In finance, the problem may be worse. A Norwegian TV show illustrated this rather brilliantly in 2016 by organizing a stock-picking competition, in which investors would buy a variety of Norwegian shares to the value of 10,000 Norwegian kroner—about $1,000. The competitors were a diverse bunch: a pair of stockbrokers, who confidently opined, “The more you know, the better you’ll do”; the presenters of the show; an astrologer; two beauty bloggers who confessed to never having heard of any of the companies in question; and a cow named Gullros who would pick stocks by wandering around a field marked out in a grid of company names and expressing her conviction by defecating in the relevant square.

The astrologer fared worst; the professionals did a little better, matching the performance of Gullros the cow (both the cow and the professionals achieved a respectable 7 percent return over the three-month contest); the beauty bloggers did better still—but the standout winners were the TV presenters, with a return of nearly 25 percent over just three months. How had they done so well? Simple: they hadn’t entered their own competition just once. Secretly, they’d done so twenty times by allowing themselves to pick twenty different portfolios. They revealed only the best-performing one to the audience. They appeared to be inspired stock-pickers, until they revealed their own trick. Survivor bias conquers all.27

With that in mind, it is hard to evaluate an investment manager who picks stocks or other financial products. They have everything to gain by persuading us that they are a genius, but have very little to show us except a track record. “My fund beat the market last year, and the year before” is pretty much all we have to go on. The trouble is that we see only the successes, alongside the schadenfreude of the occasional high-profile implosion. Underperforming investment funds tend to be closed down, merged, or rebranded. A major investment house will offer many different funds, and will advertise the ones that have been successful in the past. The Norwegian TV show condensed and exaggerated the process, but be assured that when fund managers advertise their stellar results, those ads do not contain a random sample of the funds on offer.

Given information:

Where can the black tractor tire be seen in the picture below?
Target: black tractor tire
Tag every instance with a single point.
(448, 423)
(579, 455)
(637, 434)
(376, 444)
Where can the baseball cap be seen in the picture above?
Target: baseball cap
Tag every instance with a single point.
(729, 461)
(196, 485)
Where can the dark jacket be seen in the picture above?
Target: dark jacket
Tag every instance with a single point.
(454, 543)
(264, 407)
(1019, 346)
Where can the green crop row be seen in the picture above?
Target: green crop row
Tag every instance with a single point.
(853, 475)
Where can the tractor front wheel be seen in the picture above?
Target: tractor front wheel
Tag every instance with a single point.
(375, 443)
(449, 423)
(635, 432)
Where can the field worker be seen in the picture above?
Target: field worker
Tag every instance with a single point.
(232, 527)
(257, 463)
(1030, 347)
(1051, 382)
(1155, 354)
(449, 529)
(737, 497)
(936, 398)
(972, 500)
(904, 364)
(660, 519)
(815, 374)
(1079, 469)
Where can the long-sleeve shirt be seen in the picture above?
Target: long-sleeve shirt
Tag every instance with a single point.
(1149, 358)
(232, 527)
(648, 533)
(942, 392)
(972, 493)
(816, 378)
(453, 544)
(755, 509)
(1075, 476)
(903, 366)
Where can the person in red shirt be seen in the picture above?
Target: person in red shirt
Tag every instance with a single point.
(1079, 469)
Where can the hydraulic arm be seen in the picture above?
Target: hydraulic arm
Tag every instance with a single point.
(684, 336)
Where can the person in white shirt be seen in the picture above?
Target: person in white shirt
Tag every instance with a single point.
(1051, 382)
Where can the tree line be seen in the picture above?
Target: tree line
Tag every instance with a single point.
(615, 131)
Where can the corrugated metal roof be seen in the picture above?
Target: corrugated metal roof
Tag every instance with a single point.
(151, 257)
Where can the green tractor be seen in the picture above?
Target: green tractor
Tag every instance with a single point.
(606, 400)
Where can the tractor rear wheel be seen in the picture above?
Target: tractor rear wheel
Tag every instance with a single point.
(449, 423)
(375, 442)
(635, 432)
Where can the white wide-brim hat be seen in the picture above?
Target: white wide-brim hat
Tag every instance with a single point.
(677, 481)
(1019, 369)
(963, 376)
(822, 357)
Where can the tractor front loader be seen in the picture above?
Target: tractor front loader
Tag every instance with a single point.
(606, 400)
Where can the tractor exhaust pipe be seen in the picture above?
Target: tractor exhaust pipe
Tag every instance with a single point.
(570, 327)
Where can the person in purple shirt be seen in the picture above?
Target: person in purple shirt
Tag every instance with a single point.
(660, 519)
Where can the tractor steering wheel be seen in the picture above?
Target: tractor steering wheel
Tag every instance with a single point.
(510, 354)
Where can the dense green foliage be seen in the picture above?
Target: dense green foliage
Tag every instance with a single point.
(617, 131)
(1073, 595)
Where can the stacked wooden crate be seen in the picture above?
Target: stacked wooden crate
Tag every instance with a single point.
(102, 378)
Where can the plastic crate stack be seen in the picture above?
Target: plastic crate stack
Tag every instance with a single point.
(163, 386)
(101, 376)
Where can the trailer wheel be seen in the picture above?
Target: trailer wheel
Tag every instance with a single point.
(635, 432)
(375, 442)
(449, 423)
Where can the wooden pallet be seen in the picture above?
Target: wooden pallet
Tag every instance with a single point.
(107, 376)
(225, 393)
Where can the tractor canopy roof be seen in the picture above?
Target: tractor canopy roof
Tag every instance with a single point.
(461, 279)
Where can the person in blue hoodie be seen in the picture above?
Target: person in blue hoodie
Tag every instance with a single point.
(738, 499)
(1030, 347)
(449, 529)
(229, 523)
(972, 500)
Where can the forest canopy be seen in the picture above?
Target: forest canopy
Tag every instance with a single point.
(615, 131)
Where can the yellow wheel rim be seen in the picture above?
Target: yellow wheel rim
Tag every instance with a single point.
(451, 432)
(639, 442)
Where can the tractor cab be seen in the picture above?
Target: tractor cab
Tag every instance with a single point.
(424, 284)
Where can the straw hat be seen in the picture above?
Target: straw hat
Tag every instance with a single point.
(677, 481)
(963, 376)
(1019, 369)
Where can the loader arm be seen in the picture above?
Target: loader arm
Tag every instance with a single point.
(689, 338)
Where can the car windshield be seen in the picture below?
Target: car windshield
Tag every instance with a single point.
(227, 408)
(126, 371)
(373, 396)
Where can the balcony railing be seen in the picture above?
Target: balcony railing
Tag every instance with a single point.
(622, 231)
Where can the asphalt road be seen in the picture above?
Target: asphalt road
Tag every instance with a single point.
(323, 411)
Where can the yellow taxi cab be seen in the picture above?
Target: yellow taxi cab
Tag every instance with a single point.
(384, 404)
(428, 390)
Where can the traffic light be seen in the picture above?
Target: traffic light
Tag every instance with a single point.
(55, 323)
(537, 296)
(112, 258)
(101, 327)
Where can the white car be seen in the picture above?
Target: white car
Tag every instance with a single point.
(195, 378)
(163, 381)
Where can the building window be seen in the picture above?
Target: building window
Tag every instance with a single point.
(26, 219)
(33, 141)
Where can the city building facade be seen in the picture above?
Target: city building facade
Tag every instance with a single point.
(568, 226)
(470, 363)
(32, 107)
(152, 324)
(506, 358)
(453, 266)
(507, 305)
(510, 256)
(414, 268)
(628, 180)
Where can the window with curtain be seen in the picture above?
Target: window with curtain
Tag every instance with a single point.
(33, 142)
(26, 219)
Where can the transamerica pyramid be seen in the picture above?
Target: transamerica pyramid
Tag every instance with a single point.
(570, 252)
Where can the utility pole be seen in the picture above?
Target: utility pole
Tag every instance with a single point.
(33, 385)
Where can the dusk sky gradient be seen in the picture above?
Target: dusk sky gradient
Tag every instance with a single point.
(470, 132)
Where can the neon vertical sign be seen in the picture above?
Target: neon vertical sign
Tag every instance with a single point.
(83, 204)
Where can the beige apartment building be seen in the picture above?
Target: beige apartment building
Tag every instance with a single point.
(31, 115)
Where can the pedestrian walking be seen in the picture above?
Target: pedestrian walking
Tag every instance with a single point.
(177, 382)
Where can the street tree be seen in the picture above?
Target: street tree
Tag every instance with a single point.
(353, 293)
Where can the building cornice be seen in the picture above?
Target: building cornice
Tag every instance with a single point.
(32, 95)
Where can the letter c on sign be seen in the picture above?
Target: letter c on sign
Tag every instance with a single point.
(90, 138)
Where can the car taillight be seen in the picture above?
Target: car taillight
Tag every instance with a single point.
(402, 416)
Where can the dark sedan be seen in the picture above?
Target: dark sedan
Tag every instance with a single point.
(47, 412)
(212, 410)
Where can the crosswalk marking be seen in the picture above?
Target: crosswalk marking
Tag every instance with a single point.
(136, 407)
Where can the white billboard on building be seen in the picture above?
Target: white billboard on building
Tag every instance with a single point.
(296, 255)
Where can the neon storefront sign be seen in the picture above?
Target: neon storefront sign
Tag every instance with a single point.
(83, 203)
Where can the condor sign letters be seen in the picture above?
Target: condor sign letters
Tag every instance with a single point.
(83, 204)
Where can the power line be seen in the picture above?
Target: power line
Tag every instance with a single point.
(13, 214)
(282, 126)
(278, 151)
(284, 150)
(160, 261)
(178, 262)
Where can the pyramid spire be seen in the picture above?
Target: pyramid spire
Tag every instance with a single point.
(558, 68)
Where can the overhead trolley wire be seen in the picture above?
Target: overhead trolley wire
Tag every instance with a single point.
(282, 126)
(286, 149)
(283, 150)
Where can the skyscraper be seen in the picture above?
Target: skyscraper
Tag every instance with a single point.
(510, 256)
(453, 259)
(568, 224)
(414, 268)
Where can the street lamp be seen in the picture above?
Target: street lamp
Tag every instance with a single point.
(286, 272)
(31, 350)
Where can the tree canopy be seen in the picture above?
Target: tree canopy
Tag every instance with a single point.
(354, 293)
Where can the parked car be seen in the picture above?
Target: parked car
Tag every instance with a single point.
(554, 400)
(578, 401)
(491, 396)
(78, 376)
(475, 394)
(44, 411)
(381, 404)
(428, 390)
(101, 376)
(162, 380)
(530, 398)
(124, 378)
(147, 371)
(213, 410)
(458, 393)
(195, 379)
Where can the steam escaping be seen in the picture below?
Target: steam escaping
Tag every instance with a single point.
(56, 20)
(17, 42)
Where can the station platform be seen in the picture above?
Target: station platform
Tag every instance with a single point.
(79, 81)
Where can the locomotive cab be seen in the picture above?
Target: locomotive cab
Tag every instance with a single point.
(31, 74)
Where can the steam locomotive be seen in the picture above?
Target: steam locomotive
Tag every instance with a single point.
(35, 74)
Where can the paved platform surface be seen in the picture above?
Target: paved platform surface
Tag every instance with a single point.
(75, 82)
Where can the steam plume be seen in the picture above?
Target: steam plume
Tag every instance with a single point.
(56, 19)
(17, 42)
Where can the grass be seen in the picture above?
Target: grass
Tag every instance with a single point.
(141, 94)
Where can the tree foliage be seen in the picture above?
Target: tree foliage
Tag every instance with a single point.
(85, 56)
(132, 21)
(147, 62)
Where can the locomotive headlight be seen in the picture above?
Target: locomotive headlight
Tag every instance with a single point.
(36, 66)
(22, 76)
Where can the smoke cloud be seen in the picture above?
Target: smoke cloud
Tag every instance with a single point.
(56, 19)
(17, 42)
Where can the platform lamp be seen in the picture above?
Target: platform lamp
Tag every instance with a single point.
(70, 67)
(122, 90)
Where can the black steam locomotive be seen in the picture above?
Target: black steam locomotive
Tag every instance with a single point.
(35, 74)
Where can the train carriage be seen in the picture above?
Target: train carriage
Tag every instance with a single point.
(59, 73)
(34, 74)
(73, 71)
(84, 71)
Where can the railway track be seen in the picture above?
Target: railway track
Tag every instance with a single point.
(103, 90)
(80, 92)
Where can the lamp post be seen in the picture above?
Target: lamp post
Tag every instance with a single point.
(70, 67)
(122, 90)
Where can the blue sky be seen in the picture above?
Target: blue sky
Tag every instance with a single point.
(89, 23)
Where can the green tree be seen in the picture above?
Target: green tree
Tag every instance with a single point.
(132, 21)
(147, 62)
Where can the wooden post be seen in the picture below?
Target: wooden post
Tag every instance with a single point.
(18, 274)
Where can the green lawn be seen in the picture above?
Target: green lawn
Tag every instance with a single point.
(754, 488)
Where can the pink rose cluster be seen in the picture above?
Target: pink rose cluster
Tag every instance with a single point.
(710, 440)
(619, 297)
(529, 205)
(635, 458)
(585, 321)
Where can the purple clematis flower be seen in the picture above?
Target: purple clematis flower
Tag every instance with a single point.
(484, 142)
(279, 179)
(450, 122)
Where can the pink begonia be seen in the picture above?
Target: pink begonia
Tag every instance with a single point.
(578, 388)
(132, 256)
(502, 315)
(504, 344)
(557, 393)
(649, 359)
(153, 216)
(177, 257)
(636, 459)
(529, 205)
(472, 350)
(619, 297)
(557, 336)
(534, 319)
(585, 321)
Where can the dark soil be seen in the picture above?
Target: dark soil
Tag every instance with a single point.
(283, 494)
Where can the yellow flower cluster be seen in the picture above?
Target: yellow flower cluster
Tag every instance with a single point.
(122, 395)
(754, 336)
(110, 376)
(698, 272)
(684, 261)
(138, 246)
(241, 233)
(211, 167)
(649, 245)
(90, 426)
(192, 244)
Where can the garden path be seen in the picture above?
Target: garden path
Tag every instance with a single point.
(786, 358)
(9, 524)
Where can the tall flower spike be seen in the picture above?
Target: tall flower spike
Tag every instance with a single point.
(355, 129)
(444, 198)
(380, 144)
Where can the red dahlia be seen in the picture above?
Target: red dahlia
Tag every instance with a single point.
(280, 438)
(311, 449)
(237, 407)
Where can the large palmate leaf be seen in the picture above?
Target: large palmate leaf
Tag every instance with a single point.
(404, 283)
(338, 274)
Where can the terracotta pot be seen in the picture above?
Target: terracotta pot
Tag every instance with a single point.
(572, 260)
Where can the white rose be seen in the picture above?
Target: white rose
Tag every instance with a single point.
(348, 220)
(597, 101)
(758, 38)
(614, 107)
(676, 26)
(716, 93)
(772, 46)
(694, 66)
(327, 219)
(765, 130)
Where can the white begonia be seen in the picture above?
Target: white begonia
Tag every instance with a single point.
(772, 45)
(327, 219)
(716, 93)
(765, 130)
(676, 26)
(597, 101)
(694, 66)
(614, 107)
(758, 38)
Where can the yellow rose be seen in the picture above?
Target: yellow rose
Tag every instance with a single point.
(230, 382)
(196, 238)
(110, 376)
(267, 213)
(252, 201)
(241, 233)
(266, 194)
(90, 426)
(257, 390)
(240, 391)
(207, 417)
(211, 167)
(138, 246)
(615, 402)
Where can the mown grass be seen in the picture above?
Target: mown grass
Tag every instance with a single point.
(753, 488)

Task statement: In the passage on survivor bias in finance, how many different portfolios did the TV presenters secretly pick? The records were drawn from a separate source.

Answer below: They picked twenty different portfolios.